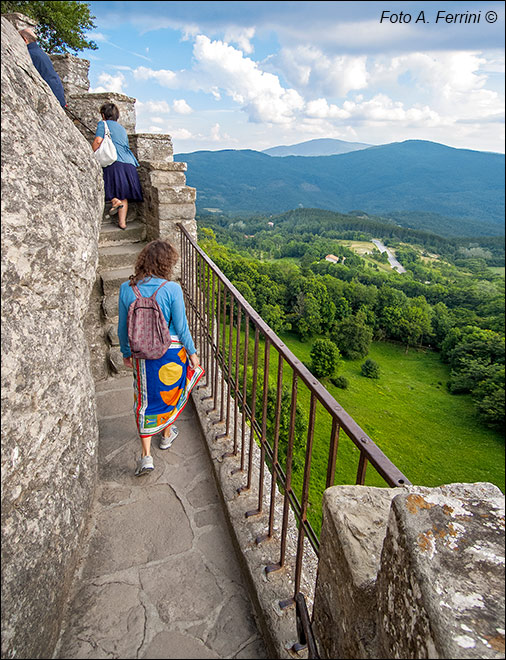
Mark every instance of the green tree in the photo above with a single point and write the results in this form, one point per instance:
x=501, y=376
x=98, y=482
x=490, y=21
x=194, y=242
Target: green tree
x=61, y=24
x=370, y=369
x=353, y=338
x=325, y=357
x=306, y=316
x=275, y=317
x=415, y=322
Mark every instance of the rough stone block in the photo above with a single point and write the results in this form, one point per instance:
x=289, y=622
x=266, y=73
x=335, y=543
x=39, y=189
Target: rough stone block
x=354, y=527
x=422, y=578
x=52, y=206
x=87, y=107
x=20, y=21
x=441, y=583
x=73, y=72
x=162, y=179
x=163, y=166
x=152, y=147
x=176, y=212
x=176, y=195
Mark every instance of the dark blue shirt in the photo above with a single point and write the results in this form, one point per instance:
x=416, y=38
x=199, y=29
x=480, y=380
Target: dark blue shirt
x=44, y=66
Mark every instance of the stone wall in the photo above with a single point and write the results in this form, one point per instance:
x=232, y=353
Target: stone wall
x=411, y=573
x=52, y=203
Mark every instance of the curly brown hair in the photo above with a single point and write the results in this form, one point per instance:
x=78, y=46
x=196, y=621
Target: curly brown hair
x=110, y=111
x=157, y=259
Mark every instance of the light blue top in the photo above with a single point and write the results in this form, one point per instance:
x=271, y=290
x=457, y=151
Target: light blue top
x=120, y=139
x=170, y=299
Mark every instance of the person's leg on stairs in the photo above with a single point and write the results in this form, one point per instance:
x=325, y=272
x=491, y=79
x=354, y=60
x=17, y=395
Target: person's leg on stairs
x=122, y=214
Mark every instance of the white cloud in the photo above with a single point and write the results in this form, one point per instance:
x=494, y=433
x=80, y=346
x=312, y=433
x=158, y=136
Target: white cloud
x=309, y=68
x=261, y=94
x=164, y=77
x=153, y=106
x=110, y=83
x=183, y=134
x=241, y=37
x=181, y=107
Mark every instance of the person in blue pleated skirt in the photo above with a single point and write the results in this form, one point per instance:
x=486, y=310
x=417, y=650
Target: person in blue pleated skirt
x=121, y=180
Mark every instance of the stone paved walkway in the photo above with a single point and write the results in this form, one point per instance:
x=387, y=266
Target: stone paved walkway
x=160, y=578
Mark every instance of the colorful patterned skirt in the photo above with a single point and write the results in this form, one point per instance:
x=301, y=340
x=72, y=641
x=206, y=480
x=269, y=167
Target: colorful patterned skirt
x=121, y=180
x=162, y=388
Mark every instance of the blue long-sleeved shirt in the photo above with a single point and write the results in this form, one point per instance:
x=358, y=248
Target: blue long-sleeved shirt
x=119, y=136
x=170, y=299
x=42, y=62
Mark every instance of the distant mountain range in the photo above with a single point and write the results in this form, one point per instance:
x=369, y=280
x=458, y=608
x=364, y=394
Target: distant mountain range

- **What to produce**
In the records above, find every line containing the word "mountain" and show it.

- **Solution**
Mark every instance of the distant mountain range in the photo above with a single point and write the results in this form, one point per instance:
Target: distant mountain range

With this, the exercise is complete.